## Instruksi Latihan
Salin persis bagian teks tentang sastra Indonesia di bawah, antara "Semua hal yang" dan "ridho ilahi semata.", termasuk keduanya.

## Teks yang Disediakan
○ ○ ○ ○ ○
Dasar keagamaan pada penyair ini tidak pernah lepas, ia senantiasa ingat akan Tuhan, ia sadar dan kian ikhlas berjuang, katanya dalam sajaknya “Jangan Di kenang”. Sajak-sajaknya yang lain berjudul Aku Kembali Kekasih …….’ Ia melukiskan pertemuannya kembali dengan Tuhan setelah ia mengembara ke mana-mana merasa rindu dan “Selalu Sangsi Atas Cintamu”. Ia kemudian sadar, BETAPA GERANG AKAN JADINYA?, ASAL TAK HINA DISISI TUHAN.
Semua hal yang terkandung dalam puisi itu menyebabkan penyair akhirnya yakin akan kebenaran jalan yang benar, hidup baginya hanyalah mencari ridho ilahi semata.
Penyair ini hilang tak berbekas di tengah-tengah pergolakan perang saudara yang berkecamuk di Sumatera sekitar tahun 1957-1958 (PRRI).
1. Angkatan ‘45
Munculnya Chairil Anwar dalam panggung sejarah sastra Indonesia memberikan sesuatu yang baru. Sajak-sajaknya tidak seperti sajak-sajak Amir Hamzah yang masih mengingatkankta kepada sastra Melayu. Bahsa yang dipeergunakannya ialah bahsa Indonesia yang hidup, berjiwa. Bukan bahasa buku, melainkan bahasa percakapan sehari-hari yang dibuatnya bernilai sastra.
Khairil Anwar segera mendapat pengikut, penafsir, pembela dan penyokong. Dalam bidang penulisan puisi muncul para penyair Asrul Sani, Rivai Apin, M. Akbar Djuhana, P. Sengojo, Dodong Djiwapraja, S. Rukiah, Walujati, Harijadi S. Hartowardoyo, Moch. Ali dan lain-lain. Dalam bidang penulisan prosa, Idrus pun memperkenalkan gaya menyoal-baru yang segera mendapat pengikut luas.
○ ○ ○ ○ ○
Cuplikan dari sebuah dataset:
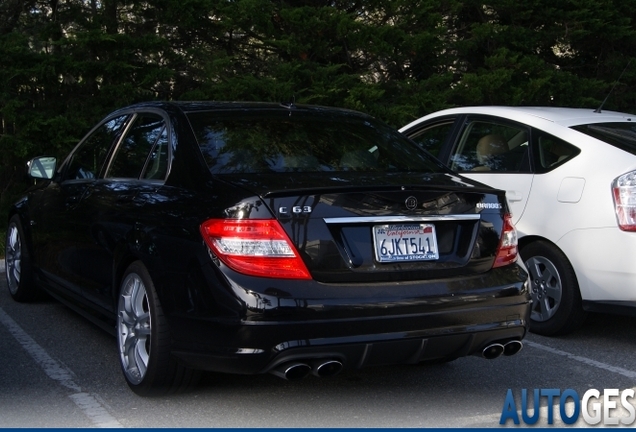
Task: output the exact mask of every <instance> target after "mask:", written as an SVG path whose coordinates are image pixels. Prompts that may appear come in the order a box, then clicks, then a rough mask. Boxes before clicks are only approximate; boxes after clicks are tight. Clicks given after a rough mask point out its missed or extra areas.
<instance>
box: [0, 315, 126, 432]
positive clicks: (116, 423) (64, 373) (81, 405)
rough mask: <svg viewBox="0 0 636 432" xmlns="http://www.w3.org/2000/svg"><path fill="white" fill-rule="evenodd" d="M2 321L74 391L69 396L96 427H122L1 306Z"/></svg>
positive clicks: (35, 360)
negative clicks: (83, 390)
mask: <svg viewBox="0 0 636 432" xmlns="http://www.w3.org/2000/svg"><path fill="white" fill-rule="evenodd" d="M0 322H1V323H2V324H4V326H5V327H6V328H7V329H8V330H9V333H11V335H12V336H13V337H14V338H15V339H16V340H17V341H18V343H19V344H20V345H22V347H23V348H24V349H25V350H26V351H27V352H28V353H29V355H31V357H33V359H34V360H35V362H36V363H37V364H38V366H40V367H41V368H42V370H43V371H44V373H46V374H47V375H48V376H49V378H51V379H53V380H55V381H57V382H58V383H59V384H61V385H63V386H64V387H66V388H68V389H70V390H72V391H73V392H74V393H73V394H71V395H69V398H70V399H71V400H72V401H73V402H74V403H75V404H76V405H77V406H78V407H79V409H80V410H82V412H83V413H84V414H85V415H86V417H88V419H89V420H90V421H91V423H92V424H93V425H94V426H96V427H102V428H121V427H123V426H122V424H121V423H119V422H118V421H117V419H115V417H113V416H111V415H110V414H109V413H108V411H106V409H105V408H104V407H103V406H102V405H101V404H100V403H99V402H98V401H97V399H95V397H94V396H92V395H91V394H89V393H85V392H82V389H81V387H80V386H78V385H77V384H76V383H75V382H74V381H73V373H72V372H71V371H70V370H69V369H67V368H66V367H64V366H63V365H61V364H60V363H58V362H57V361H55V360H54V359H53V358H52V357H51V356H50V355H49V354H48V353H47V352H46V351H45V350H44V349H43V348H42V347H41V346H40V345H38V344H37V342H35V341H34V340H33V338H31V336H29V335H28V334H27V333H26V332H25V331H24V330H22V328H21V327H20V326H19V325H18V324H17V323H16V322H15V321H14V320H13V319H12V318H11V317H10V316H9V315H7V314H6V312H5V311H4V310H2V308H0Z"/></svg>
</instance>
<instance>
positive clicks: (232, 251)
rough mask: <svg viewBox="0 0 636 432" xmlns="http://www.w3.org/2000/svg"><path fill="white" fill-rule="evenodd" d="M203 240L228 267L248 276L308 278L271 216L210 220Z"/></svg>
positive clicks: (204, 223)
mask: <svg viewBox="0 0 636 432" xmlns="http://www.w3.org/2000/svg"><path fill="white" fill-rule="evenodd" d="M201 234H202V235H203V239H204V240H205V243H206V244H207V245H208V247H210V249H212V251H213V252H214V253H215V254H216V256H218V257H219V259H220V260H221V261H223V263H225V264H226V265H227V266H228V267H230V268H231V269H232V270H234V271H237V272H239V273H243V274H246V275H249V276H259V277H267V278H281V279H311V275H310V274H309V271H308V270H307V267H306V266H305V263H304V262H303V260H302V259H301V258H300V256H299V255H298V252H297V251H296V248H294V246H293V245H292V243H291V241H290V240H289V237H288V236H287V234H286V233H285V231H284V230H283V228H282V227H281V226H280V224H279V223H278V221H276V220H274V219H210V220H208V221H205V222H204V223H203V224H201Z"/></svg>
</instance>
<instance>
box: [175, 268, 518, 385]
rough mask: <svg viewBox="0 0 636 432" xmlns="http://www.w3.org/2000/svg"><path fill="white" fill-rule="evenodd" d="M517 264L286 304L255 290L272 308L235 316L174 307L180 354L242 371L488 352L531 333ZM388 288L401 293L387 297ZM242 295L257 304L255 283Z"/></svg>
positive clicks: (394, 294) (279, 290)
mask: <svg viewBox="0 0 636 432" xmlns="http://www.w3.org/2000/svg"><path fill="white" fill-rule="evenodd" d="M510 267H515V268H514V269H512V268H508V269H501V270H500V271H491V272H488V273H487V274H484V275H480V276H475V277H474V278H472V279H470V278H465V277H462V278H461V281H462V284H464V286H463V287H455V286H453V285H452V284H450V285H449V284H448V281H445V282H444V283H443V284H440V283H436V282H431V283H415V282H413V283H408V284H403V283H396V284H393V285H392V286H385V285H382V286H378V287H373V286H368V285H367V286H365V287H349V290H350V291H349V293H348V295H346V294H344V293H343V294H342V295H341V296H340V297H339V298H334V297H333V296H328V295H327V294H328V293H331V294H332V295H333V292H334V291H333V290H336V291H337V290H340V291H341V292H344V291H346V290H347V287H342V286H341V287H337V289H336V287H325V286H324V285H323V286H322V288H323V294H324V296H321V297H318V296H316V295H314V297H313V298H300V297H292V298H290V297H285V298H282V299H279V306H274V305H273V301H274V300H273V299H271V298H267V295H265V294H262V293H260V294H259V293H253V292H252V293H251V294H250V295H252V296H255V297H257V298H258V299H259V300H260V302H261V303H264V304H269V305H270V307H269V308H267V307H263V306H262V304H261V305H260V308H255V307H252V308H251V310H250V308H249V307H247V308H246V309H248V310H247V311H246V313H245V315H244V316H242V317H241V318H240V319H236V320H234V319H216V318H214V317H191V316H190V317H188V316H186V315H184V314H179V315H173V316H170V317H169V319H170V321H171V328H172V329H173V332H174V333H175V341H176V342H175V346H174V350H173V353H174V354H175V355H176V356H177V357H178V358H179V359H180V360H181V361H183V362H184V363H185V364H187V365H189V366H190V367H193V368H196V369H202V370H213V371H218V372H227V373H240V374H255V373H265V372H269V371H272V370H273V369H275V368H277V367H278V366H280V365H282V364H286V363H289V362H304V363H307V364H310V363H312V362H314V361H316V360H325V359H327V360H328V359H334V360H337V361H338V362H339V363H341V364H342V366H343V367H344V368H345V369H347V368H353V369H356V368H362V367H366V366H373V365H388V364H403V363H404V364H408V363H419V362H423V361H429V360H443V359H449V358H456V357H462V356H467V355H472V354H480V353H481V351H482V350H483V349H484V348H485V347H486V346H488V345H490V344H492V343H502V344H503V343H506V342H508V341H511V340H521V339H523V337H524V336H525V334H526V331H527V322H528V311H529V306H530V298H529V294H528V290H527V285H526V281H527V279H526V273H525V271H523V269H522V267H520V266H510ZM458 280H459V279H458ZM495 282H497V284H495ZM458 283H459V282H458ZM235 288H236V287H235ZM286 288H287V289H289V287H286ZM314 288H318V287H314ZM360 289H365V290H371V291H373V295H371V296H369V297H368V298H365V299H361V298H359V297H357V296H356V294H355V292H356V291H357V290H360ZM387 289H389V290H393V297H387ZM444 289H445V290H446V292H445V293H441V290H444ZM266 291H268V292H270V293H272V292H273V291H272V290H271V289H268V290H266ZM283 291H284V290H282V289H280V290H279V292H283ZM285 292H286V293H287V294H289V291H285ZM300 292H302V289H298V290H297V291H296V294H299V293H300ZM427 292H428V293H429V294H428V295H427V294H426V293H427ZM398 293H400V295H398ZM241 295H242V296H243V301H244V302H245V303H246V304H247V303H250V301H251V300H246V299H247V298H248V297H249V296H248V293H247V291H243V292H242V294H241ZM292 304H293V305H295V306H291V305H292Z"/></svg>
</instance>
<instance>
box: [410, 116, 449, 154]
mask: <svg viewBox="0 0 636 432" xmlns="http://www.w3.org/2000/svg"><path fill="white" fill-rule="evenodd" d="M453 124H454V120H449V121H447V122H444V123H438V124H435V125H432V126H429V127H426V128H423V129H420V130H416V131H413V132H408V133H407V135H408V137H409V138H411V139H412V140H413V141H415V142H416V143H418V144H419V145H420V147H422V148H423V149H424V150H427V151H428V152H429V153H430V154H432V155H433V156H439V152H440V150H441V149H442V146H443V145H444V141H445V140H446V137H448V135H449V134H450V133H451V130H452V129H453Z"/></svg>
○ ○ ○ ○ ○
## Jawaban Latihan
Semua hal yang terkandung dalam puisi itu menyebabkan penyair akhirnya yakin akan kebenaran jalan yang benar, hidup baginya hanyalah mencari ridho ilahi semata.